Data in this exercise:
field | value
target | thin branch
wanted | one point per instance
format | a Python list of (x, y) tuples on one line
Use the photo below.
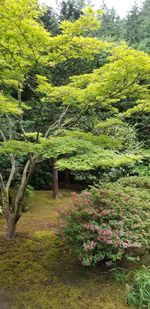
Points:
[(57, 123), (12, 172)]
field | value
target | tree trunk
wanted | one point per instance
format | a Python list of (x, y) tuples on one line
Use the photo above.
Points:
[(54, 178), (10, 227)]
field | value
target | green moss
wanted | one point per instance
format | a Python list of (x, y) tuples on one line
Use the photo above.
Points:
[(38, 271)]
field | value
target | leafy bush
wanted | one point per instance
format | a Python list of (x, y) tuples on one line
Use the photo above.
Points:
[(139, 293), (109, 223), (135, 181)]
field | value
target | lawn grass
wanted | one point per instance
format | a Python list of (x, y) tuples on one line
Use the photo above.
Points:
[(38, 270)]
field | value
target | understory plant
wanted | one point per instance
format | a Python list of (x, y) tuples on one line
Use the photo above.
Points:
[(139, 293), (109, 223)]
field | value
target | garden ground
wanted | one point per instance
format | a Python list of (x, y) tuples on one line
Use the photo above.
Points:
[(38, 271)]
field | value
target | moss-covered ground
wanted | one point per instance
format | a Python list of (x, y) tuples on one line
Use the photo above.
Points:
[(38, 271)]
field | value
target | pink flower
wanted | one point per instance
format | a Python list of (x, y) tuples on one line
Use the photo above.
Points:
[(104, 212)]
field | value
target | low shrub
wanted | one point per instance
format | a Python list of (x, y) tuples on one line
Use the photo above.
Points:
[(135, 181), (109, 223), (139, 293)]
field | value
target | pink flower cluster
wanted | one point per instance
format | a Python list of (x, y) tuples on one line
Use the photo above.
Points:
[(81, 199), (89, 246), (106, 212), (92, 227)]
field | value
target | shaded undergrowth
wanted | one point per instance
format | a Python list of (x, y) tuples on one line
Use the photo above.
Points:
[(38, 270)]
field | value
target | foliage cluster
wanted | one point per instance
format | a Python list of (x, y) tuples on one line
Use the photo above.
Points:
[(109, 223), (139, 293)]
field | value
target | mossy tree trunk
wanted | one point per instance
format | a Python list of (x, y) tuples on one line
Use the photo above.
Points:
[(12, 209), (55, 178)]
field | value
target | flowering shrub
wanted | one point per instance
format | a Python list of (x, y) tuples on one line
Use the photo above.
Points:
[(108, 223)]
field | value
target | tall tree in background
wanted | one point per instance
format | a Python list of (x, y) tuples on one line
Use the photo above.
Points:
[(71, 9), (132, 27), (111, 25)]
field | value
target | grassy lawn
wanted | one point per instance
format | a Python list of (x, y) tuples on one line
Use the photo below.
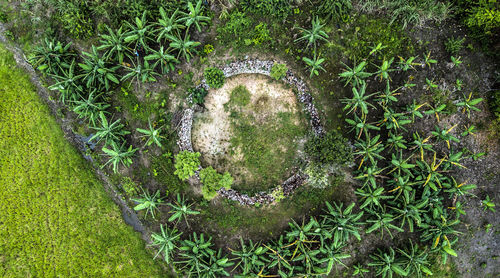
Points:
[(55, 217)]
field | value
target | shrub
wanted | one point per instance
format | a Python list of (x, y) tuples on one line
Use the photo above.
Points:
[(213, 181), (215, 77), (454, 45), (186, 163), (198, 95), (276, 8), (278, 71), (331, 148)]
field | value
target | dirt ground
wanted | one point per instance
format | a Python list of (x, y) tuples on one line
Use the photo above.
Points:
[(212, 128)]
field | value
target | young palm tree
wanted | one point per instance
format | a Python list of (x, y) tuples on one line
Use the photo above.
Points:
[(469, 104), (166, 241), (355, 75), (194, 16), (109, 132), (96, 71), (359, 100), (67, 83), (51, 56), (167, 24), (90, 108), (369, 149), (148, 202), (139, 73), (140, 34), (185, 47), (114, 45), (119, 154), (181, 209), (314, 35), (163, 59), (386, 264), (342, 223), (314, 65), (250, 258)]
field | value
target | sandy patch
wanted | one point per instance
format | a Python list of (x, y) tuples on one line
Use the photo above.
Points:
[(211, 132)]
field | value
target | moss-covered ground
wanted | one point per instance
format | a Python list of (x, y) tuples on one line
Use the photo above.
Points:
[(56, 220)]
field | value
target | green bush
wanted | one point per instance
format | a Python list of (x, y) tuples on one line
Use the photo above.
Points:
[(215, 77), (275, 8), (278, 71), (186, 163), (213, 181), (454, 45), (331, 148)]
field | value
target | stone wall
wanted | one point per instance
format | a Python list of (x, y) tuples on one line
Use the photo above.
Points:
[(255, 66)]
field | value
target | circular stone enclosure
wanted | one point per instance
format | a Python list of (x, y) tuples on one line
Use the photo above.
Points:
[(254, 128)]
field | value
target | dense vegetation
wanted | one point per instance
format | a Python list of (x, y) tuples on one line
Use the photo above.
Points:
[(387, 188), (55, 216)]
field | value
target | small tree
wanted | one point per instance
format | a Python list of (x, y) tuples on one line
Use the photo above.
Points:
[(215, 77), (278, 71), (186, 163)]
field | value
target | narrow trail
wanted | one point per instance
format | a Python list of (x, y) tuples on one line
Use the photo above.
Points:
[(129, 215)]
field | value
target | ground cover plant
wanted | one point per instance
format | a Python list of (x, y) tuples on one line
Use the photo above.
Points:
[(56, 217), (396, 170)]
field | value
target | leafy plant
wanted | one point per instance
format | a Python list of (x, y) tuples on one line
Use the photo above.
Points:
[(454, 45), (152, 134), (119, 154), (166, 242), (386, 264), (215, 77), (194, 16), (181, 209), (314, 35), (342, 223), (109, 132), (114, 44), (314, 65), (278, 71), (186, 163)]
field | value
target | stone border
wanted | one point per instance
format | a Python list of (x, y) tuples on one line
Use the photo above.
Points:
[(255, 66)]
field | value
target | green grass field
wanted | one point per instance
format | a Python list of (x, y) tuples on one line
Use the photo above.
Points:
[(55, 217)]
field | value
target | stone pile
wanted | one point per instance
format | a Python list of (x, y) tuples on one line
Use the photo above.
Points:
[(255, 66)]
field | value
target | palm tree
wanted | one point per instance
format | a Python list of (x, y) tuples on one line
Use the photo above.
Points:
[(51, 57), (468, 104), (90, 107), (369, 149), (119, 154), (114, 45), (181, 209), (166, 241), (67, 83), (96, 71), (314, 35), (359, 100), (140, 73), (109, 132), (194, 16), (356, 74), (185, 47), (163, 59), (314, 65), (140, 34), (342, 223), (167, 24), (382, 221), (250, 257), (386, 264)]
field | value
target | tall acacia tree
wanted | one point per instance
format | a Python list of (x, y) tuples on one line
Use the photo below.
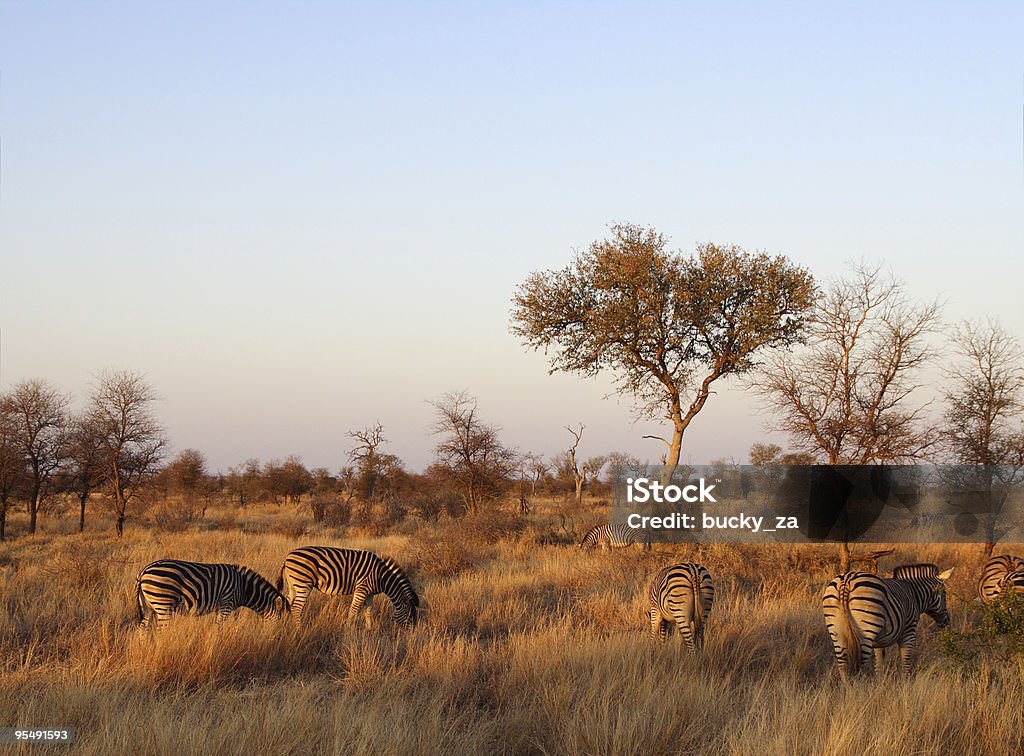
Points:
[(847, 396), (983, 418), (130, 439), (470, 450), (12, 464), (668, 326), (41, 417)]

Stated problem:
Repeat the material above in full and unchanged, minus its images.

Solution below:
field | value
target | thin branch
wanted | one point per instance
format | a Python list of (x, y) tuples on one line
Use the photo below.
Points:
[(57, 123), (12, 172)]
field | value
target | tree trunk
wanted | one point per instance
format | a Python list of (x, y) tuples on one line
Use the photo above.
Points:
[(54, 178), (10, 227)]
field | value
target | green moss
wanted | one point per instance
format | a Python list of (x, y) tuples on one line
Use the photo above.
Points:
[(38, 271)]
field | value
target | leafy bush
wanted | one point per instance
format | a Python list of (x, y) tuples on one line
Use the photo above.
Points:
[(139, 293), (109, 223), (135, 181)]
field | value
target | lawn grass
wanted | one point per instance
format | a Python list of (x, y) tuples on one line
Use the photo above.
Points:
[(38, 270)]
field | value
target | understory plant
wanted | one point per instance
format | a Python list of (x, y) tuples on one line
Use the photo above.
Points:
[(139, 293), (109, 223)]
field | value
target | garden ground
wanted | one point per instance
format | a Python list of (x, y) tuples on one line
Use the photo above.
Points:
[(38, 271)]
field | value
target | moss-covered ground
wanted | one point per instance
format | a Python list of (x, y) tuples on one line
Use the photo above.
Points:
[(38, 271)]
field | value
target | pink flower
wanted | one point per instance
format | a Python list of (x, y) tuples on one line
Use the photo above.
Points:
[(104, 212)]
field | value
target | low shrub
wanted | one point per instance
format | a Python list of (x, y) tuples on one line
Use the photo above.
Points:
[(135, 181), (109, 223), (139, 293)]
field | value
target | pink flower cluster
wanted | one point per instance
format | a Python list of (x, y) tuples on one line
Use the photo above.
Points:
[(81, 199), (89, 246), (106, 212), (92, 227)]
field | value
target | shaded undergrowth
wanted | one point per instance
format | a Python list of (x, y) tuples on one line
Use the photo above.
Points:
[(38, 270)]
field | value
target | foliage cluster
wanted | one point per instance
format | a Python list of (x, y) tuples on one line
Use the photo above.
Points:
[(109, 223), (139, 293)]
field | value
target | mossy tree trunk
wanted | one point per instance
format | a Python list of (x, y) tuples on one line
Use the photo above.
Points:
[(12, 209), (55, 178)]
field | value
target | flowering shrub
wanted | one point per instance
format | a Python list of (x, y) tuples on one line
Use the photo above.
Points:
[(108, 223)]
field | value
target | tall tree in background
wanted | one point per instance
format | a Python list of (x, y) tuples on one line
Use the photo above.
Points:
[(71, 9), (132, 27), (111, 25)]
field | value
target | grassy lawn
wanted | one point per instance
format | a Python list of (x, y) tuples on one line
Use the photo below.
Points:
[(55, 217)]
field | value
target | shrub
wanted | one point per instance
format | a Python list of (x, y) tuples on one line
Use the photo above.
Points:
[(213, 181), (215, 77), (454, 45), (186, 163), (198, 95), (276, 8), (278, 71), (331, 148)]
field | value
target | dirt ground
wanted | one point per instance
format | a Python list of (x, y) tuples on one line
Use the photo above.
Points:
[(212, 128)]
field | value
target | young palm tree
wanted | one point per instance
format | a Python list of (x, y) tuples on one line
Use the photo above.
Points:
[(469, 104), (166, 241), (355, 75), (194, 16), (109, 132), (96, 71), (359, 100), (67, 83), (51, 56), (167, 24), (90, 108), (369, 149), (148, 202), (139, 73), (140, 34), (185, 47), (114, 45), (119, 154), (181, 209), (314, 35), (163, 59), (386, 264), (342, 223), (314, 65), (250, 258)]
field | value
target | sandy patch
wanted | one point per instance
format | a Python list of (x, y) tuples on one line
Use the photo above.
Points:
[(211, 132)]
field | value
target | moss-covered ground
wanted | one point per instance
format | a Python list of (x, y) tuples on one line
Use the photo above.
Points:
[(56, 220)]
field | value
target | green bush
wanted | one point per instance
format | a Python list of (x, y) tuples on one line
Use the photo above.
Points:
[(215, 77), (275, 8), (278, 71), (186, 163), (213, 181), (454, 45), (331, 148)]
field | value
target | stone wall
wanted | one point per instance
format | a Python list of (x, y) tuples on one line
Use the photo above.
Points:
[(255, 66)]
field | value
target | circular stone enclosure
wanted | one point per instance
format | a Python list of (x, y) tuples on one line
Use the photo above.
Points:
[(254, 128)]
field | value
target | dense vegetation
wanted | one point per instance
format | a Python list of (x, y) tuples on one line
Use the photo above.
Points:
[(387, 188), (55, 216)]
field | value
target | small tree
wanted | one point per instance
format | a Python list of (x, y) tuples on one line
Use the photo above.
Points:
[(215, 77), (278, 71), (186, 163)]
field | value
target | narrow trail
wanted | one point per instance
format | a Python list of (x, y) tuples on one line
Use the photo above.
Points:
[(129, 215)]
field | value
target | ground cover plant
wanted | one point per instance
format | a Python list of (x, y) tuples on one line
Use the photo above.
Points:
[(56, 217), (396, 170)]
field | value
target | leafy plant
wanted | one point per instance
format | a Python list of (x, y) tuples on one line
Use the photo above.
Points:
[(454, 45), (152, 134), (119, 154), (166, 242), (386, 264), (215, 77), (194, 16), (181, 209), (314, 35), (342, 223), (109, 132), (114, 44), (314, 65), (278, 71), (186, 163)]
field | value
target | stone border
wanted | one point per instance
format | a Python list of (x, y) tuples on one line
Use the photo above.
Points:
[(255, 66)]
field | value
target | green grass field
wanted | one point per instance
format | a Python list of (x, y) tuples on one line
Use the photo above.
Points:
[(55, 217)]
field | value
target | stone pile
wanted | one point per instance
format | a Python list of (x, y) tuples on one line
Use the photo above.
Points:
[(255, 66)]
field | value
target | palm tree
wanted | one point per instance
format | a Python list of (x, y) tuples on one line
Use the photo above.
Points:
[(51, 57), (468, 104), (90, 107), (369, 149), (119, 154), (114, 45), (181, 209), (166, 241), (67, 83), (96, 71), (314, 35), (359, 100), (140, 73), (109, 132), (194, 16), (356, 74), (185, 47), (163, 59), (314, 65), (140, 34), (342, 223), (167, 24), (382, 221), (250, 257), (386, 264)]
field | value
target | tall acacia tree
wanted | one point per instance
format | a Python list of (x, y) tuples on one line
Use the photo below.
Points:
[(847, 396), (983, 418), (130, 439), (470, 450), (12, 464), (668, 326), (41, 417)]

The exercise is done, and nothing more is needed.